- Aim of the task -
The listing that follows should be duplicated character for character.

● ● ● ●

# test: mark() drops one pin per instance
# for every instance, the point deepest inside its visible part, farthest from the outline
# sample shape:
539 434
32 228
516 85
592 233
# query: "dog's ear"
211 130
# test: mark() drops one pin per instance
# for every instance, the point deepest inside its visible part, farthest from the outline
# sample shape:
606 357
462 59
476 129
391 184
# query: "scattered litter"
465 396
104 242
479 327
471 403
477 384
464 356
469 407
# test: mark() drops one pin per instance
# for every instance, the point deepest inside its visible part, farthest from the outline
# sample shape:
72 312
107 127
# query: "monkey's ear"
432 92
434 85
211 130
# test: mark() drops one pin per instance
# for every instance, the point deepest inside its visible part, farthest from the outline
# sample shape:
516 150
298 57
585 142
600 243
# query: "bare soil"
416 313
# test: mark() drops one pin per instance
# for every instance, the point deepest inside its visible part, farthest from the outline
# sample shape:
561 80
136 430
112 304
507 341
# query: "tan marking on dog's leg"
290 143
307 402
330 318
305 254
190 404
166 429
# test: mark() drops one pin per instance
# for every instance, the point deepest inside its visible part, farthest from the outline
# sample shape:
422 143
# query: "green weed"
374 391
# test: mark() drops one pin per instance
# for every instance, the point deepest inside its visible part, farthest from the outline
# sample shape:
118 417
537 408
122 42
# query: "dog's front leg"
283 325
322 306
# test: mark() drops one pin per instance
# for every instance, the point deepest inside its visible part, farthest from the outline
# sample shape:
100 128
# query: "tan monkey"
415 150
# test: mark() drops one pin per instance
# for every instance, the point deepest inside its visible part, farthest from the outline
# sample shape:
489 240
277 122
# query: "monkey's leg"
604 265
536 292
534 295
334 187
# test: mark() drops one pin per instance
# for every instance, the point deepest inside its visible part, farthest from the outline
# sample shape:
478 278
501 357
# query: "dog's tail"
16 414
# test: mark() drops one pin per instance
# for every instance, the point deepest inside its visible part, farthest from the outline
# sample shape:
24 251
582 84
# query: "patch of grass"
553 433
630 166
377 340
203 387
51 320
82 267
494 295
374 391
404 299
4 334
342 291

● ● ● ●

- Response for this exercise -
# test: mark() drops one pin per instance
# for every instance, the point deepest inside its visible part, farthest from the outline
# sample shape:
539 434
32 228
516 85
592 233
# query: "dog's ear"
211 130
# test: mark() drops one pin per instance
# for every instance, the point deepest inside its visible part, farthest from the outline
# sample shape:
606 357
462 59
476 129
391 184
# query: "scattered litter"
465 396
104 242
479 327
471 403
477 384
464 356
469 407
# test: mark() drops one pin per instance
# for every instance, the point deepest inside its visible part, farthest from the outline
# sample shape:
72 312
107 127
# query: "monkey's ear"
432 92
434 85
211 130
# test: mark() drops one pin per instance
# for every instance, the point deepest inside its visible part, farthest from the outline
# sample shape:
516 150
298 57
585 142
600 243
# query: "bare soil"
416 313
# test: mark() drops one pin per instance
# for every instance, the point deepest inside its visible part, farthest from the outline
# sample shape:
561 80
136 430
112 304
507 341
# query: "tan marking on dog's leg"
290 143
307 402
330 318
305 254
190 404
166 429
# test: mark() drops one pin per instance
# for every instance, the point deepest inside its visible part, farthest from the outline
# sample shape:
422 143
# query: "green weed"
374 391
# test: mark() drops one pin per instance
# for every instance, the point deepest inside its visible part, farthest from the outline
# sample shape:
118 417
537 408
122 42
# query: "dog's front leg"
283 325
322 306
# test: mark() drops one pin per instance
# for every instance, the point deepest inside its visible part, farthest from the outline
# sample shape:
100 128
# query: "tan monkey"
415 150
# test: mark() drops one pin per instance
# for every instance, the point deepest inside its visible part, farthest from the outline
# sample shape:
489 240
277 122
# query: "monkey's leg"
604 265
536 292
534 295
334 187
# test: mark() drops one pin per instance
# for every instance, the point deepest inside its visible part, farthest from the outline
# sample shape:
478 278
501 357
# query: "dog's tail"
16 414
# test: mark() drops one pin per instance
# for every instance, the point deepest inside its visible part, farthest from the outline
# sample shape:
24 251
582 84
# query: "patch of grass"
553 433
630 166
377 340
203 387
51 320
82 267
494 295
374 391
404 299
4 334
342 291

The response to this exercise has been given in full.